■ **What to do**: Please quote exactly the lines below from the line containing "Query: metal fence" to the line containing "Where can the teal", both lines included, and nothing else.

● ● ● ● ● ● ●

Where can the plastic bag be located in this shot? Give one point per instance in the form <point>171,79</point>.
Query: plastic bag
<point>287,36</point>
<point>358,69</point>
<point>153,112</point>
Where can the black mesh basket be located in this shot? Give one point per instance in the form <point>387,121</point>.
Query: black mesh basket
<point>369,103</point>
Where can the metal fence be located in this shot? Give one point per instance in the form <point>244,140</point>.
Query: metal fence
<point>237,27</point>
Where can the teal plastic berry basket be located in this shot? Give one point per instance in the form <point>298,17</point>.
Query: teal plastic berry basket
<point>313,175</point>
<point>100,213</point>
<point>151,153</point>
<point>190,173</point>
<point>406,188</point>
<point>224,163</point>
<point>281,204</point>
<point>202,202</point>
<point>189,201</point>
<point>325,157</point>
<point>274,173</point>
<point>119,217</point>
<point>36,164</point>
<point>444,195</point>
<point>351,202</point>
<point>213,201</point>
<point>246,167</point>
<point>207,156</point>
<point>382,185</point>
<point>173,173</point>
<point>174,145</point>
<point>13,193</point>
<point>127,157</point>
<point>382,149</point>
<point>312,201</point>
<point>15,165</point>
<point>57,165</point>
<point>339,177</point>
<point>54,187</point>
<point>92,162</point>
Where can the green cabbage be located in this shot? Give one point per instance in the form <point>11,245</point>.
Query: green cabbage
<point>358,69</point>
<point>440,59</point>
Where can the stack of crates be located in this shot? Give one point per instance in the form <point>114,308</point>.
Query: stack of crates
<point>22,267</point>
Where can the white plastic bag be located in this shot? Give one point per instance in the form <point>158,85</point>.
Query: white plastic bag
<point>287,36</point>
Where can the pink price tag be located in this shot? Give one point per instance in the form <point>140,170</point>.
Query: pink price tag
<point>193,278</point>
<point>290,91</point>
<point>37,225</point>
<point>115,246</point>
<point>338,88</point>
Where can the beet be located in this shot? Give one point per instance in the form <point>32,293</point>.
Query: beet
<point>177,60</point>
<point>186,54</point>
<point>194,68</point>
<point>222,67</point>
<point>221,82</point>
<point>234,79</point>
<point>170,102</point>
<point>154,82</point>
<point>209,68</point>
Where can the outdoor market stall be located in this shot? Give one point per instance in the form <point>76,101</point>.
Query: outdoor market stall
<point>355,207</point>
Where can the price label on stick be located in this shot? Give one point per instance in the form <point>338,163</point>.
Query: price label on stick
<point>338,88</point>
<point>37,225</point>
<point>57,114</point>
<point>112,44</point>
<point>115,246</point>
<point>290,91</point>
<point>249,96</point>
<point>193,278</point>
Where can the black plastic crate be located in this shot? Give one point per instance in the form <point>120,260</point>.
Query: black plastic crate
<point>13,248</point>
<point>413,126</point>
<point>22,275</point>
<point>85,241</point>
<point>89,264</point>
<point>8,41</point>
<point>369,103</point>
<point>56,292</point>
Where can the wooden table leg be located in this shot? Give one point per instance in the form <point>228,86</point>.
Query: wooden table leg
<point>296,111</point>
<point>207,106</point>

● ● ● ● ● ● ●

■ **Task output**:
Query: metal fence
<point>237,27</point>
Where can the teal plastic berry basket be located in this shot? Give one point per instance in the form <point>298,17</point>.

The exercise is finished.